PROBLEM REQUIREMENTS:
Locate every line in the records below that contains the string "basket" and copy each of those lines. Treat uppercase and lowercase letters as different.

DATA SUPPLIED:
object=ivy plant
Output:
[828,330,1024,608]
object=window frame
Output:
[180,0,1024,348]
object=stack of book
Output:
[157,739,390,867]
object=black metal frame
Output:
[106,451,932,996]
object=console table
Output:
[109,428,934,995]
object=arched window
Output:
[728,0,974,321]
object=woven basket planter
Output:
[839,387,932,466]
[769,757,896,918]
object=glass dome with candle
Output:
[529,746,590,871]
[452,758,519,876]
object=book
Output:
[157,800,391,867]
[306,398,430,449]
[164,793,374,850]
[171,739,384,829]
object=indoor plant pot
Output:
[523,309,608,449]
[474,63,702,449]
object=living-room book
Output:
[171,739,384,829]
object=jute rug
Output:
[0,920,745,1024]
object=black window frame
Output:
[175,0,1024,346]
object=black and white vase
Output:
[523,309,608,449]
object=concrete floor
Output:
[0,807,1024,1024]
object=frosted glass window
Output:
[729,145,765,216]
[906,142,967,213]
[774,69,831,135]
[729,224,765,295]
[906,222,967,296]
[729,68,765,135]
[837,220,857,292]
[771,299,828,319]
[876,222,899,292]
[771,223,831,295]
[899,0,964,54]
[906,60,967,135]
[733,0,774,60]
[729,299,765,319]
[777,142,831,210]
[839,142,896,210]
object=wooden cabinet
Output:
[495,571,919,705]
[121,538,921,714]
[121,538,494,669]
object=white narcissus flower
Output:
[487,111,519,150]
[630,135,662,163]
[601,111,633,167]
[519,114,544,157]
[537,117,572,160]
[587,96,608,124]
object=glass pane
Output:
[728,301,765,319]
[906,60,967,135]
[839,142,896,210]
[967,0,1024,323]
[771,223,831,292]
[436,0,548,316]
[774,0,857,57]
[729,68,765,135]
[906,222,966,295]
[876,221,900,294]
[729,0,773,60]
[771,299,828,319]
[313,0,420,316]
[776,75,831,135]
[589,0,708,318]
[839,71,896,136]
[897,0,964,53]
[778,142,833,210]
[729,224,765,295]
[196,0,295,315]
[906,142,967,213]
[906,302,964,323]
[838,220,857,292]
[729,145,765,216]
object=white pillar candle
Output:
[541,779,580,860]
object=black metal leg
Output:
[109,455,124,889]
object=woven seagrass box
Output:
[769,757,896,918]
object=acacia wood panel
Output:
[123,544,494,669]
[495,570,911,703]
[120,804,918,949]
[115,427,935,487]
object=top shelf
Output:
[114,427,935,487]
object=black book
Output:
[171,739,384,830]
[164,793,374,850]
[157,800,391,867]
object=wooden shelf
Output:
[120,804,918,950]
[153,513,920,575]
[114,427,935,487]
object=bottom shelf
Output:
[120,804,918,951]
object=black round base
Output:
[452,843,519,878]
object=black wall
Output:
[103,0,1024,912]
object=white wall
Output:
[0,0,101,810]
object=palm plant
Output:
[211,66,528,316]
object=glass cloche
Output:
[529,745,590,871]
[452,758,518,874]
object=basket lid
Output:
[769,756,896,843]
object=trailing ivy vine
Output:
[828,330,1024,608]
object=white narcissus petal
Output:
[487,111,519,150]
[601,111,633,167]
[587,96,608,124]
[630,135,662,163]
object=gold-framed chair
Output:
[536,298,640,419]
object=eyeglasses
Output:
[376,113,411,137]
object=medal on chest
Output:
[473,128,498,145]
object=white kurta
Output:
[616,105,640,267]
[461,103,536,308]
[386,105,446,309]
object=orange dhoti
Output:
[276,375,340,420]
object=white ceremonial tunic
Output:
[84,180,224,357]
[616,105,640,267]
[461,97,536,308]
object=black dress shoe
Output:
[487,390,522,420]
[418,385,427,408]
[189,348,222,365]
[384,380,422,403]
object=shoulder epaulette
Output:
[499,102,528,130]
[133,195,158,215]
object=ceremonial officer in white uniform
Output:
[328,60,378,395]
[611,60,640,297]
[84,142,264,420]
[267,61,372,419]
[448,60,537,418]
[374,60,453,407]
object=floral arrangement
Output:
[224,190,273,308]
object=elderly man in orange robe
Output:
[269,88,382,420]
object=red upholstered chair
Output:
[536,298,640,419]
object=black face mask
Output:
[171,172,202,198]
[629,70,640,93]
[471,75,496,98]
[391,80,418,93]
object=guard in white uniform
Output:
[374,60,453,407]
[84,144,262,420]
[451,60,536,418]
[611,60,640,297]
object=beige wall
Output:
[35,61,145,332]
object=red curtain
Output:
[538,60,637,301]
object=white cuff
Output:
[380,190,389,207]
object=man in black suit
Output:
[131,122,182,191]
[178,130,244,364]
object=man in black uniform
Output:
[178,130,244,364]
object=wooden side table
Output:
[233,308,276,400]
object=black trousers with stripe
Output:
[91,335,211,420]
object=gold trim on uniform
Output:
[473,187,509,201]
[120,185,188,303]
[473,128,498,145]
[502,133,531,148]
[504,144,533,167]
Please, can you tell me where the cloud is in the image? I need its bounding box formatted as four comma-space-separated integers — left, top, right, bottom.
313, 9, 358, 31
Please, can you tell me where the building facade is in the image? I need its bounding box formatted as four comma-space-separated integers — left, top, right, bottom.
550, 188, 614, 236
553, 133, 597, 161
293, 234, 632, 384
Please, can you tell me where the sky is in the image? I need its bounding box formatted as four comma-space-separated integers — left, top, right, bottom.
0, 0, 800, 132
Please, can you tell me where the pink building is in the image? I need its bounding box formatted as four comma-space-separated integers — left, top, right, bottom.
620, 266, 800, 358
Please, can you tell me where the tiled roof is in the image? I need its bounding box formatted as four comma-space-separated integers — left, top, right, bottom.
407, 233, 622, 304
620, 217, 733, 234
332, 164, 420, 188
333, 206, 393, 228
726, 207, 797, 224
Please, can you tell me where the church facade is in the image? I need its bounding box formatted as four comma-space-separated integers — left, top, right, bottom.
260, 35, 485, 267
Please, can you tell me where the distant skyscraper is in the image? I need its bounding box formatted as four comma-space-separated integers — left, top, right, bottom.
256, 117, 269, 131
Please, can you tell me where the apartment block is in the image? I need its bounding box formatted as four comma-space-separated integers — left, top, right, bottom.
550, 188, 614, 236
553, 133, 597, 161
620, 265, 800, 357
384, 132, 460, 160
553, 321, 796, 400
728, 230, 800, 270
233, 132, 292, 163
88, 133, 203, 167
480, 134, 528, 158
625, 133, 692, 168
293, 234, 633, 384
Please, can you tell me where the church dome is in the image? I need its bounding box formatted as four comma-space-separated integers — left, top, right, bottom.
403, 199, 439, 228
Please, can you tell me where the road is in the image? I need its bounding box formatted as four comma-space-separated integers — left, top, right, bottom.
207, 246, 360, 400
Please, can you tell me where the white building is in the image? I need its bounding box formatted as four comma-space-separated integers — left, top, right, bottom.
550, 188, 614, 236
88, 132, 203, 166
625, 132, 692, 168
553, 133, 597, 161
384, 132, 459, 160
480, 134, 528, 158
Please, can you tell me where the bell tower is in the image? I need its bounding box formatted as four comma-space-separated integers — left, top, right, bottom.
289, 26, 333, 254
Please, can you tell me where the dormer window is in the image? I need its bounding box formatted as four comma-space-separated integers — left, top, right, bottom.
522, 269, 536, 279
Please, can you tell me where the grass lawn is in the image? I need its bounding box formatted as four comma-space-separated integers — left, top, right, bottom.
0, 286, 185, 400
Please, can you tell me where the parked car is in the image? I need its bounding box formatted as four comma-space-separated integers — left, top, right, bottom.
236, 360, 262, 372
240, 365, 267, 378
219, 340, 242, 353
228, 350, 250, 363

SOLUTION FOR THIS EXERCISE:
object=woven basket planter
object=basket lid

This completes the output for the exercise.